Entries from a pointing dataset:
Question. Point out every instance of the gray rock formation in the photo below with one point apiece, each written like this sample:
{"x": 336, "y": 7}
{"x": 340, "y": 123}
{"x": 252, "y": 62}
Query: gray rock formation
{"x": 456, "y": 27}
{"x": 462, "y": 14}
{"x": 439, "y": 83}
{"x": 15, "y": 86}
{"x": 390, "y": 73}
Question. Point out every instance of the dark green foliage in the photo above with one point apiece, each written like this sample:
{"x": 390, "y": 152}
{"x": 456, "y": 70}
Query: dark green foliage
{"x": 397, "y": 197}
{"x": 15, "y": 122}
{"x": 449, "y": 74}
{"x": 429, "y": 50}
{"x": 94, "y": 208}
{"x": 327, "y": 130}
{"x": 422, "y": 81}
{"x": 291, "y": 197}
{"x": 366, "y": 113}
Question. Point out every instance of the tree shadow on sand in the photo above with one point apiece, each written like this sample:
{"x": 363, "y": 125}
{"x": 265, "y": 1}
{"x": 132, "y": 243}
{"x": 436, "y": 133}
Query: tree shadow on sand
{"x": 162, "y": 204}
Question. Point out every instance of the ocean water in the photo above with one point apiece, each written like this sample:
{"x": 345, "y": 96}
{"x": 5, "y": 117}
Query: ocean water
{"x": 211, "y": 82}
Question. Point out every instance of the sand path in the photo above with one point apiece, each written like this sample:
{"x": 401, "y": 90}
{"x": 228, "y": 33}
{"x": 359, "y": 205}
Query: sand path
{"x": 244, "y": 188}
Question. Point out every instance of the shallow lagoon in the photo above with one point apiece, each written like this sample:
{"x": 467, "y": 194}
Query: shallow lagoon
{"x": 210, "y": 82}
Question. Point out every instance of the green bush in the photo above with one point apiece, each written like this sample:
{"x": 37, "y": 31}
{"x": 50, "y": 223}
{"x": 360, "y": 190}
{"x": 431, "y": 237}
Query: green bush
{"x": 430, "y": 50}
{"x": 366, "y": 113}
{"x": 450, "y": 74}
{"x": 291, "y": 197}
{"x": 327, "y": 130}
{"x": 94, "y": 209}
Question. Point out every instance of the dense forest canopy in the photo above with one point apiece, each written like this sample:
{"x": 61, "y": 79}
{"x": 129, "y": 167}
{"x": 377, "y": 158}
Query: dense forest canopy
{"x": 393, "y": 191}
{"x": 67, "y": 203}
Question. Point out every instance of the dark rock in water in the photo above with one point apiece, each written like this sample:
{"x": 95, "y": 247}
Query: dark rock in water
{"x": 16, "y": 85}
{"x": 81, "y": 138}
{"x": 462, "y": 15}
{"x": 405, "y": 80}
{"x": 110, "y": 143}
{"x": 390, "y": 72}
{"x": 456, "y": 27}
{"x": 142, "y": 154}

> [What is expected]: Copy out the whole listing, exactly as written.

> [Worked answer]:
Question. Point out every instance of the gray rock formation in the photo below with one point apiece, each written like this sample:
{"x": 336, "y": 7}
{"x": 340, "y": 123}
{"x": 252, "y": 62}
Query: gray rock formation
{"x": 456, "y": 27}
{"x": 462, "y": 14}
{"x": 439, "y": 83}
{"x": 15, "y": 86}
{"x": 390, "y": 73}
Question. Point out every instance of the dark green foliage in the photo above with one point apiece, each written like this sample:
{"x": 390, "y": 152}
{"x": 456, "y": 70}
Query: dark green foliage
{"x": 397, "y": 197}
{"x": 15, "y": 122}
{"x": 449, "y": 74}
{"x": 429, "y": 50}
{"x": 94, "y": 208}
{"x": 327, "y": 130}
{"x": 422, "y": 81}
{"x": 291, "y": 197}
{"x": 366, "y": 113}
Question. Point out every instance of the tree shadow on sand in the photo above with one point apiece, each written like this sample:
{"x": 363, "y": 125}
{"x": 265, "y": 1}
{"x": 132, "y": 243}
{"x": 436, "y": 133}
Query: tree shadow on sand
{"x": 162, "y": 204}
Question. Point out every instance of the ocean water in the photo above with one point apiece, each written like this sample:
{"x": 345, "y": 96}
{"x": 5, "y": 117}
Query: ocean water
{"x": 211, "y": 82}
Question. Point out every instance of the sand path in the photo above with one point apiece, each written like this sample:
{"x": 401, "y": 90}
{"x": 228, "y": 33}
{"x": 359, "y": 205}
Query: sand path
{"x": 244, "y": 188}
Question. Point out every instance of the shallow lagoon in the photo above with one point apiece, each written like this sample:
{"x": 467, "y": 194}
Query: shallow lagoon
{"x": 210, "y": 82}
Question. Point out every instance of the green bush in the photo above with one point apiece, each written like this sample:
{"x": 37, "y": 31}
{"x": 50, "y": 223}
{"x": 360, "y": 190}
{"x": 431, "y": 237}
Query: green bush
{"x": 430, "y": 50}
{"x": 366, "y": 113}
{"x": 450, "y": 74}
{"x": 291, "y": 197}
{"x": 327, "y": 130}
{"x": 94, "y": 209}
Question. Point out every instance of the dense forest canopy in the photo above with one point apiece, each written like this sample:
{"x": 61, "y": 79}
{"x": 129, "y": 167}
{"x": 377, "y": 158}
Query: dense forest canopy
{"x": 393, "y": 191}
{"x": 67, "y": 203}
Question. Point out every instance of the dark rock in water in the photo above with one point apiece, each written like this sample:
{"x": 95, "y": 247}
Query: dark rock in water
{"x": 16, "y": 85}
{"x": 81, "y": 138}
{"x": 462, "y": 15}
{"x": 405, "y": 80}
{"x": 110, "y": 143}
{"x": 390, "y": 72}
{"x": 456, "y": 27}
{"x": 142, "y": 154}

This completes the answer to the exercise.